[Given passage]

People labelled as evil are “The monsters of fictions, such as vampires, witches, and werewolves...paradigms of evil. These creatures possess powers and abilities that defy scientific explanation…” And that is exactly what evil is, a non-scientific fiction. We excuse people's actions and stop looking for causes of those actions when we label them "evil", as if they didn't have a choice.
The term evil lacks explanatory power, “For instance, we might wonder why two ten-year-old boys, Robert Thompson and Jon Venerables, tortured and murdered two-year-old James Bulger while other ten-year-old boys with similar genetic characteristics and upbringings cause little harm…the concept of evil is employed in these cases to provide the missing explanation…” (ibid) Shelters points out the tautological nature of the term evil, that evil doesn’t exist in nature and only exists sociolinguistically. Calling an action evil allows us the space to move on and stop looking for explanations of pathological behaviors. It give people comfort in a chaotic, violent and seemingly inexplicable world.
Nietzsche in On the Genealogy of Morality: A Polemic contends that the powerless and weak came up with the concept of evil to attack their oppressors. Shelters explains that the powerful have used the term evil to describe the poor and weak in order to justify elite repression and abuse of the lower classes and outliers, “During humanity’s history, those that stand apart, Copernicus, Galileo, Kepler, Darwin, Marx, union members, atheists, homosexuals and other outliers have been labeled “evil”. Being labeled evil can justify your murder.” (ibid) Thus, the slave owners considered their slaves evil, Hitler thought of the Jews as evil and of course, heretics of all kinds were evil in Spain (and all over Europe) during the Inquisition (late 1400s to early 1600s).
Using words like good or bad or right or wrong or similar words that require subjective interpretations do not provide any better explanation than the use of the term evil. However, evil is a term used as propaganda for the oppressor. Evil has cultural power to move people to emotion and action.
Philosophy professor Claudia Card defends the concept of evil in her work, Atrocity Paradigm. She falls into the same trap as other defenders of the term by suggesting that it is more useful than actually describing actions that are harmful and unjust. Words such as genocide, slavery, and murder are not enough for the defenders of the term evil. Moreover, adding the word evil to a description does not make those actions easier to understand nor more barbaric.
Is it so hard to describe the violent and murderous crimes against humanity of Hitler, Stalin, Pol Pot, Pinochet, Idi Amin and others that you must resort to the using the vacuous term evil? Is it not enough to say that Hitler caused the death of 6 millions Jews, millions of Slavs and millions of others? Are people restricted to 140 characters and thus must use the inaccurate and misleading shorthand, 'evil'?
Evil is the tofu of philosophy. It takes on the flavor of the writer and has no inherent meaning.
Some argue that by using the term evil, it will lead us to take action to prevent crimes against humanity. Need I remind you that one man’s evil is another man’s freedom fighter? Who defines what evil is and who should be taken down? It is a subjective term that propagandists use to get you to defend their interests, not your own.
Remember, every time you call others evil, you are following in the footsteps of some of histories most notorious mass murderers.

[/Given passage]

#### Your goal
Transcribe the passage on the term evil from "Some argue that" up to and including "notorious mass murderers.". The items have no connection to the passage about the term evil.

[Given information]

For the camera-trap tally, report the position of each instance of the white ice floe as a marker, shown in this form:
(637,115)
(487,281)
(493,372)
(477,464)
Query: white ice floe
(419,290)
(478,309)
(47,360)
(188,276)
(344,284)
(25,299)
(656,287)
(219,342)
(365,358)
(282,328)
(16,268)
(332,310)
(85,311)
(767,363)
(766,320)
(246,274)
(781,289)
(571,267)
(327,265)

[/Given information]
[Given information]

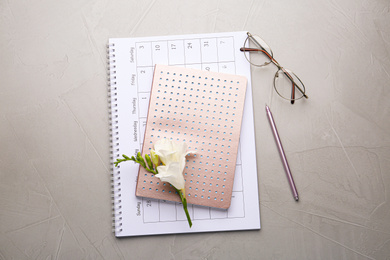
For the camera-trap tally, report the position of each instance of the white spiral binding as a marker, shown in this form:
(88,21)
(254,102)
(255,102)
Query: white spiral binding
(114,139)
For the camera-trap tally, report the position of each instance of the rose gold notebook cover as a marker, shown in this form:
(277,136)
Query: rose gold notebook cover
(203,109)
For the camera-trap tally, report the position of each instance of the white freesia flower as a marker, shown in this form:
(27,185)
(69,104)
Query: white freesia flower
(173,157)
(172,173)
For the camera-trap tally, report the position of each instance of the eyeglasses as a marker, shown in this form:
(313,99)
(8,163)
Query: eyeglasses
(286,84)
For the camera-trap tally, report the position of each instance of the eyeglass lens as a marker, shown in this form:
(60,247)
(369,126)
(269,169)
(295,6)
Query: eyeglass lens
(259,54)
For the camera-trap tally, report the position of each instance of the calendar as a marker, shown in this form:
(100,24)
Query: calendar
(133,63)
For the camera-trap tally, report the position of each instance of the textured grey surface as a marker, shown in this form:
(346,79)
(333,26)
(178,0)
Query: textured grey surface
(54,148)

[/Given information]

#### Expected answer
Some argue that by using the term evil, it will lead us to take action to prevent crimes against humanity. Need I remind you that one man’s evil is another man’s freedom fighter? Who defines what evil is and who should be taken down? It is a subjective term that propagandists use to get you to defend their interests, not your own.
Remember, every time you call others evil, you are following in the footsteps of some of histories most notorious mass murderers.